What is expected: Repeat the data in full. Every line must match.

===== Material for this exercise

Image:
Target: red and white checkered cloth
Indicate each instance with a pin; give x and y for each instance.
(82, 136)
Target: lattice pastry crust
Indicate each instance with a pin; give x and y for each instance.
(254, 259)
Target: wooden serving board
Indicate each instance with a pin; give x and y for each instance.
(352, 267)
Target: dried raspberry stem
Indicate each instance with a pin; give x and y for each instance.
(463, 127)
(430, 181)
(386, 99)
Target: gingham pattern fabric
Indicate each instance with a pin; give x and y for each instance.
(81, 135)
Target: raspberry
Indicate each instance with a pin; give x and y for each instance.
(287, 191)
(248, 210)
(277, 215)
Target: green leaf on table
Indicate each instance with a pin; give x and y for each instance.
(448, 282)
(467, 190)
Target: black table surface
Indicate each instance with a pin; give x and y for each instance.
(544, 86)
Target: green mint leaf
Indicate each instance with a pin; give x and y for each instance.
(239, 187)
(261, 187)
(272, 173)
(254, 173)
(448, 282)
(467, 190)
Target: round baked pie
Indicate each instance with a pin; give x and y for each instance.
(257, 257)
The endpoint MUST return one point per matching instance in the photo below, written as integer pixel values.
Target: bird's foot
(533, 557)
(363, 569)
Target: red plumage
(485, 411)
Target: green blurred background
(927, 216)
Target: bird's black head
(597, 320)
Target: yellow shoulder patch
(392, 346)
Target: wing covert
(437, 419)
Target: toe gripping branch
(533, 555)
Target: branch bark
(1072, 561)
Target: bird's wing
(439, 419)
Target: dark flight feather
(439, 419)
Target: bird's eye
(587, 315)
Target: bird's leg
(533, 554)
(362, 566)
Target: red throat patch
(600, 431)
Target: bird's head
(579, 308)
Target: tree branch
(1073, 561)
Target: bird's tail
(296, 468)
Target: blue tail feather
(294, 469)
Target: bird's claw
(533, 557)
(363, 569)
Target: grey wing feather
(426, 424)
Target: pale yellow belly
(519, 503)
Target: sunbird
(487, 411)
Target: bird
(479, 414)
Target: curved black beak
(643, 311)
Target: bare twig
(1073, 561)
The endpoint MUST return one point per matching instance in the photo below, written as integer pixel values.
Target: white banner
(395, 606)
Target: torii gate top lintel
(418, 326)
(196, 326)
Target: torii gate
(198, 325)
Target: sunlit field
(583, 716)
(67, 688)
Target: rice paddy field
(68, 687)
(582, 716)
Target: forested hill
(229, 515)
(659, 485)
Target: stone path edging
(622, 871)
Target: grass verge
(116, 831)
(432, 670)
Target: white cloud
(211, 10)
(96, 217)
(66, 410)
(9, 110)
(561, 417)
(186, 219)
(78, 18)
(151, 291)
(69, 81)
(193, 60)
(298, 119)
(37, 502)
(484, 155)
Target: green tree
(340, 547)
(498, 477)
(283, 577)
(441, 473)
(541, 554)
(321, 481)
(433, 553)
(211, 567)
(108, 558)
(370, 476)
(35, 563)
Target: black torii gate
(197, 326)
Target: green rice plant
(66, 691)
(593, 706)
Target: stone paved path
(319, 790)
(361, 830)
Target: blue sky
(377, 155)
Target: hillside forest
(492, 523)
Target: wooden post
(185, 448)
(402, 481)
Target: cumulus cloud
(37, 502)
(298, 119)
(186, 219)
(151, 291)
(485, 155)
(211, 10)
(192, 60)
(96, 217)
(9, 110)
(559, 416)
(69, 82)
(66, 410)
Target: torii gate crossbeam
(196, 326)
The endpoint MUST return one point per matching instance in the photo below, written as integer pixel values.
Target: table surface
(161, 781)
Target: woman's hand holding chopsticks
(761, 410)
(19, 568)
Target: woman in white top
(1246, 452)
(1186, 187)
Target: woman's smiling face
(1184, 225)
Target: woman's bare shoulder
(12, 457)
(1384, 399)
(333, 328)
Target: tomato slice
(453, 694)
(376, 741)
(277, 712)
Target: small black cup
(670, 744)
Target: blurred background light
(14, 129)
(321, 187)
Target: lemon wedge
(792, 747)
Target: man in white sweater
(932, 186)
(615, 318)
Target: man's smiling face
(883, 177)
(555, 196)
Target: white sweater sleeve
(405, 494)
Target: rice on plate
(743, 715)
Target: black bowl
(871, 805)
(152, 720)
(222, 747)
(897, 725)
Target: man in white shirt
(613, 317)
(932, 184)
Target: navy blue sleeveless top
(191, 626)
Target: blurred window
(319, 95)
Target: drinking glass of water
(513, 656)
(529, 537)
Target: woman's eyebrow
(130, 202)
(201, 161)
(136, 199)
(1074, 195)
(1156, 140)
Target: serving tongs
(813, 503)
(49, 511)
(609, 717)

==========

Task solution:
Image:
Target: red and white checkered cloth
Indicate each instance with a pin; give x and y for each instance.
(82, 136)
Target: lattice pastry crust
Indicate each instance with a pin; give x and y for each instance.
(254, 259)
Target: wooden serving board
Indicate each instance with a pin; give x and y for each instance.
(352, 267)
Target: dried raspberry stem
Indicate each instance with a pin; give x and y for each instance.
(463, 127)
(430, 181)
(386, 99)
Target: gingham pattern fabric
Indicate each instance with a pin; give x and y for each instance.
(81, 135)
Target: raspberry
Indicate each instance with a pin; give x and y for each instance.
(287, 191)
(248, 210)
(277, 215)
Target: green leaf on table
Indicate each instance with a pin; give x and y for each instance.
(448, 282)
(467, 190)
Target: black table surface
Indicate each instance with a pin; give x and y for each instance.
(544, 86)
Target: green mint leaf
Indicate each instance with a pin; give x and y for each instance.
(239, 187)
(261, 187)
(272, 173)
(254, 173)
(448, 282)
(467, 190)
Target: round baked pie
Indicate each instance with a pin; give x and y for each instance.
(257, 257)
The endpoint MUST return one point per matching instance in the photo below, written as integer pixel values.
Target: bird's foot
(533, 557)
(363, 569)
Target: red plumage
(485, 411)
Target: green blurred background
(927, 216)
Target: bird's black head
(597, 320)
Target: yellow shoulder patch
(392, 346)
Target: wing covert
(437, 419)
Target: toe gripping branch
(533, 555)
Target: branch bark
(1072, 561)
Target: bird's wing
(439, 419)
Target: dark flight feather
(439, 419)
Target: bird's eye
(587, 315)
Target: bird's leg
(533, 554)
(362, 566)
Target: red throat patch
(600, 431)
Target: bird's head
(579, 308)
Target: tree branch
(1073, 561)
Target: bird's tail
(296, 468)
Target: blue tail feather
(294, 469)
Target: bird's claw
(533, 557)
(363, 569)
Target: grey wing feather
(426, 424)
Target: pale yellow belly
(519, 503)
Target: sunbird
(487, 411)
Target: bird
(479, 414)
Target: curved black beak
(643, 311)
Target: bare twig
(1073, 561)
The endpoint MUST return one point per matching instance in the photo below, written as integer pixel values.
Target: white banner
(395, 606)
Target: torii gate top lintel
(418, 326)
(196, 326)
Target: torii gate
(198, 325)
Target: sunlit field
(583, 716)
(67, 688)
Target: rice paddy field
(68, 687)
(582, 716)
Target: forested hill
(229, 515)
(659, 485)
Target: stone path edging
(622, 871)
Target: grass verge
(116, 831)
(432, 670)
Target: white cloud
(211, 10)
(96, 217)
(66, 410)
(9, 110)
(561, 417)
(186, 219)
(78, 18)
(151, 291)
(69, 81)
(193, 60)
(298, 119)
(37, 502)
(484, 155)
Target: green tree
(340, 547)
(498, 477)
(283, 577)
(441, 473)
(541, 554)
(321, 481)
(433, 553)
(211, 567)
(108, 558)
(370, 476)
(35, 563)
Target: black torii gate
(197, 326)
Target: green rice plant
(66, 691)
(593, 706)
Target: stone paved path
(319, 790)
(361, 830)
Target: blue sky
(377, 155)
Target: hillside forest
(492, 523)
Target: wooden post
(185, 448)
(402, 481)
Target: cumulus cloud
(37, 502)
(298, 119)
(186, 219)
(151, 291)
(485, 155)
(211, 10)
(192, 60)
(96, 217)
(9, 110)
(559, 416)
(69, 82)
(66, 410)
Target: torii gate crossbeam
(196, 326)
The endpoint MUST return one point per matching instance in the photo below, written as integer pixel values.
Target: table surface
(161, 781)
Target: woman's hand holding chopsticks
(761, 410)
(19, 568)
Target: woman in white top
(1246, 452)
(1186, 187)
Target: woman's smiling face
(1184, 225)
Target: woman's bare shoulder
(12, 457)
(1384, 399)
(333, 328)
Target: tomato slice
(453, 694)
(376, 741)
(277, 712)
Target: small black cup
(670, 744)
Target: blurred background light
(14, 129)
(321, 187)
Target: lemon wedge
(792, 747)
Target: man in white sweater
(932, 186)
(615, 318)
Target: man's smiling face
(883, 177)
(555, 196)
Target: white sweater sleeve
(405, 494)
Target: rice on plate
(743, 715)
Target: black bowl
(871, 805)
(152, 720)
(222, 747)
(897, 725)
Target: man in white shirt
(613, 317)
(932, 184)
Target: navy blue sleeveless top
(191, 626)
Target: blurred window
(319, 95)
Target: drinking glass of water
(513, 656)
(529, 537)
Target: woman's eyebrow
(130, 202)
(201, 161)
(136, 199)
(1074, 195)
(1156, 140)
Target: serving tongs
(813, 503)
(49, 511)
(609, 717)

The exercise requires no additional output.